_Brano da leggere_
((
Art.  4 - Azioni di informazione e ricerca

 1. La Regione promuove:

 a) l’elaborazione e diffusione di studi e ricerche sul mobbing, anche attraverso l’Osservatorio regionale sul mobbing di cui all’articolo 7 e l’Agenzia umbra ricerche (AUR);

 b) la realizzazione di strumenti permanenti di documentazione e informazione;

 c) l’attivazione di corsi post-laurea nelle materie oggetto della presente legge.

Art.  5 - Azioni di assistenza medico-legale e psicologica

 1. La Regione concede incentivi alla realizzazione di supporti e terapie psicologiche di sostegno e riabilitazione per il lavoratore vittima del mobbing ed i suoi familiari, secondo criteri e modalità da stabilirsi dalla Giunta regionale entro novanta giorni dall’entrata in vigore della presente legge.

Art.  6 - Sportelli anti-mobbing

 1.  La Regione promuove l’istituzione presso gli uffici comunali di cittadinanza di appositi sportelli anti-mobbing con il compito di:

 a) fornire una prima consulenza in ordine ai diritti del lavoratore;

 b) orientare il lavoratore presso gli uffici della ASL competente;

 c) segnalare, con il consenso del lavoratore, i casi di presunto mobbing al Servizio di prevenzione e sicurezza negli ambienti di lavoro territorialmente competente.

Art. 7 - Osservatorio regionale sul mobbing

 1. È istituito l’Osservatorio regionale sul mobbing con sede presso l’assessorato competente in materia di lavoro.

 2. L’Osservatorio è composto da:

 a) l’assessore regionale alle politiche attive del lavoro, o suo delegato, che lo presiede;

 b)  un membro designato dal Comitato regionale di coordinamento per la sicurezza nei luoghi di lavoro di cui all’articolo 27 del decreto legislativo 19 settembre 1994, n. 626;

 c) il dirigente regionale del Servizio di prevenzione, o suo delegato;

 d) un rappresentante designato dalla direzione regionale del lavoro;

 e)  un rappresentante designato congiuntamente dalle organizzazioni sindacali dei lavoratori presenti nella Commissione tripartita;

 f) un rappresentante designato congiuntamente dalle organizzazioni sindacali dei datori di lavoro presenti nella Commissione tripartita;

 g) la consigliera regionale di parità;

 h)  un sociologo e uno psicologo individuati dalla direzione regionale della sanità, a cura del direttore della stessa;

 i)  un avvocato esperto di diritto del lavoro, da individuare nell’ambito dell’Ufficio legale della Regione.
))
_Dati forniti_
((
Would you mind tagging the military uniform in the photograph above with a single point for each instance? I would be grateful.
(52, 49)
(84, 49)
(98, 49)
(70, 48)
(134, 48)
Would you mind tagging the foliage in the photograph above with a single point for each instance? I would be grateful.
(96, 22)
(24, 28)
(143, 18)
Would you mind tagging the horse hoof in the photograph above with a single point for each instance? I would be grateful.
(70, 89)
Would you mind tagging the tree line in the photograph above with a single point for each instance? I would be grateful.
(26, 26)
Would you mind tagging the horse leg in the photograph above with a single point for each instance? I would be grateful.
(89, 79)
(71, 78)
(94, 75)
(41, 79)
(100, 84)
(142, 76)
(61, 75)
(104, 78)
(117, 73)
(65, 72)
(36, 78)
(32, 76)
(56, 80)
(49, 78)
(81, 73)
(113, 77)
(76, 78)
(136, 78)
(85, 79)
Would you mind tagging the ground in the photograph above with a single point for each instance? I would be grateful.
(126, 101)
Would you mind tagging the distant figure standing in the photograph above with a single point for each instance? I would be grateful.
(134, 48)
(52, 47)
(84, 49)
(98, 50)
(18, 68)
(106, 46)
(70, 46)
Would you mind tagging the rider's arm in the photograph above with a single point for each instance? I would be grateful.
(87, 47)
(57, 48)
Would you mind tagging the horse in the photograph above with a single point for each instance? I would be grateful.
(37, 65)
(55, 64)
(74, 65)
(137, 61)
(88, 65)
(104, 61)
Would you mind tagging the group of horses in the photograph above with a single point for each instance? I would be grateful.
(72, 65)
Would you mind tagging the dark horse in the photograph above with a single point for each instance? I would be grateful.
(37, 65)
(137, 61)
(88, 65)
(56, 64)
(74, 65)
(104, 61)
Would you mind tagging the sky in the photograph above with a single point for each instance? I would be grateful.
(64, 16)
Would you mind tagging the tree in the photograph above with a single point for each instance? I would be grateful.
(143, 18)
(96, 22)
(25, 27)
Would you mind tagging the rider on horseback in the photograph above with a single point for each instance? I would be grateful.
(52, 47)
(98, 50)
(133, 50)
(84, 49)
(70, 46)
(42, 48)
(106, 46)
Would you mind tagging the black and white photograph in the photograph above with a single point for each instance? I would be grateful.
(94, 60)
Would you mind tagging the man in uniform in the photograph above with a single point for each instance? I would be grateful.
))
_Compiti da svolgere_
- 1) Trascrivi dal testo sul mobbing il passo che va da "h)  un sociologo" a "legale della Regione.".
- 2) Rispondi a queste domande sul testo sul mobbing:
(a) Entro quanti giorni la Giunta regionale deve stabilire criteri e modalità per gli incentivi di sostegno psicologico?
(b) Presso quali uffici la Regione promuove l'istituzione degli sportelli anti-mobbing?
(c) Chi presiede l'Osservatorio regionale sul mobbing?

_Risposte ai compiti_
- 1)
h)  un sociologo e uno psicologo individuati dalla direzione regionale della sanità, a cura del direttore della stessa;

 i)  un avvocato esperto di diritto del lavoro, da individuare nell’ambito dell’Ufficio legale della Regione.

- 2)
(a) Entro novanta giorni dall'entrata in vigore della legge.
(b) Presso gli uffici comunali di cittadinanza.
(c) L'assessore regionale alle politiche attive del lavoro, o un suo delegato.